■ **Task A**: In the passage on therapists and teaching, what three things does the final line say are needed to be an educator?
■ **Task B**: Reproduce the passage on therapists and teaching word for word, from "Common thoughts I" to "is not self-promotion.".

■ **Document section**:
|---|

Therapists are trained to be cautious.

We’re taught to stay humble, defer to research, and avoid positioning ourselves as “the expert.” These values matter but they can make teaching feel uncomfortable or even unethical.

Common thoughts I hear from therapists include:

  • Who am I to teach this?

  • Everyone already knows this.

  • I need one more certification before I’m qualified.

But most therapists who feel drawn to teaching aren’t trying to elevate themselves. They’re trying to reduce confusion. They’re trying to make things clearer, more ethical, and more usable.

Teaching, at its core, is not self-promotion.

It’s stewardship.

The Myth of the “Expert Educator”

There’s a persistent belief that to teach, especially to create continuing education, you need to be an academic or a researcher.

But that’s only one kind of educator.

Some people generate research.
Others translate it.

Therapists are exceptional translators.

You understand nuance. You recognize patterns. You know what works in theory and what actually works in real sessions with real clients.

You don’t need to invent a new model to be an educator.

You need clarity, ethical grounding, and lived clinical experience.

|---|

■ **Data for review**:

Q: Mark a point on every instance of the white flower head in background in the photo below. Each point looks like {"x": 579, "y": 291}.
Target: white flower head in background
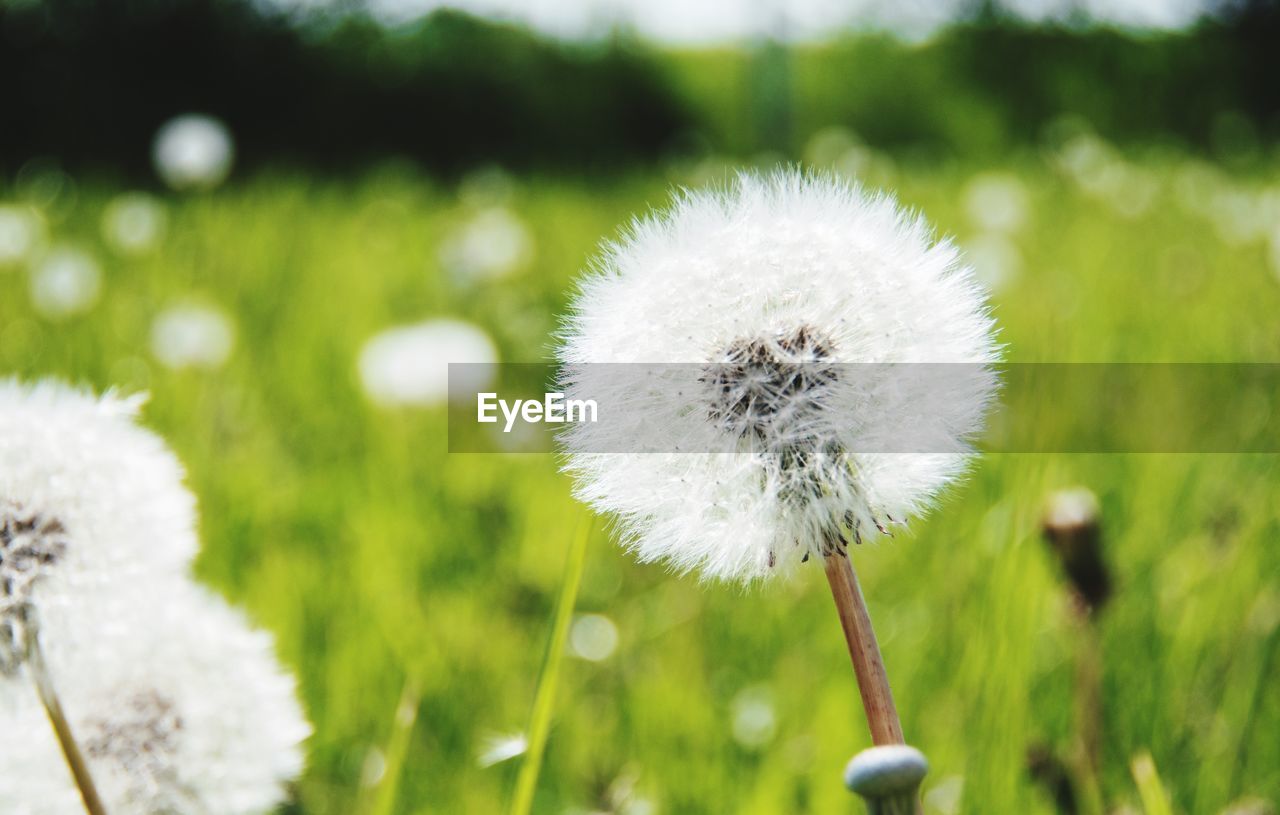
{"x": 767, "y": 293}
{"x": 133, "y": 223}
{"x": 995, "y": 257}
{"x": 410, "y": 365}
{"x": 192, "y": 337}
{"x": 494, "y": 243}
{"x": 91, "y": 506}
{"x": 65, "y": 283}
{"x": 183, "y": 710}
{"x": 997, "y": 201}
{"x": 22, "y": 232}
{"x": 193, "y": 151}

|---|

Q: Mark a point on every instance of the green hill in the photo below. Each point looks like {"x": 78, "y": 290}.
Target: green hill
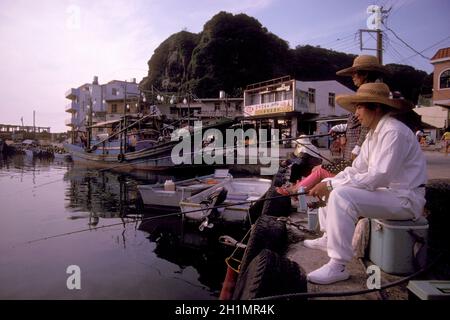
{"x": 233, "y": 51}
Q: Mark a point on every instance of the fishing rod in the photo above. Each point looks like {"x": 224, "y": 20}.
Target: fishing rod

|---|

■ **Answer section A**: Clarity, ethical grounding, and lived clinical experience.

■ **Answer section B**:
Common thoughts I hear from therapists include:

  • Who am I to teach this?

  • Everyone already knows this.

  • I need one more certification before I’m qualified.

But most therapists who feel drawn to teaching aren’t trying to elevate themselves. They’re trying to reduce confusion. They’re trying to make things clearer, more ethical, and more usable.

Teaching, at its core, is not self-promotion.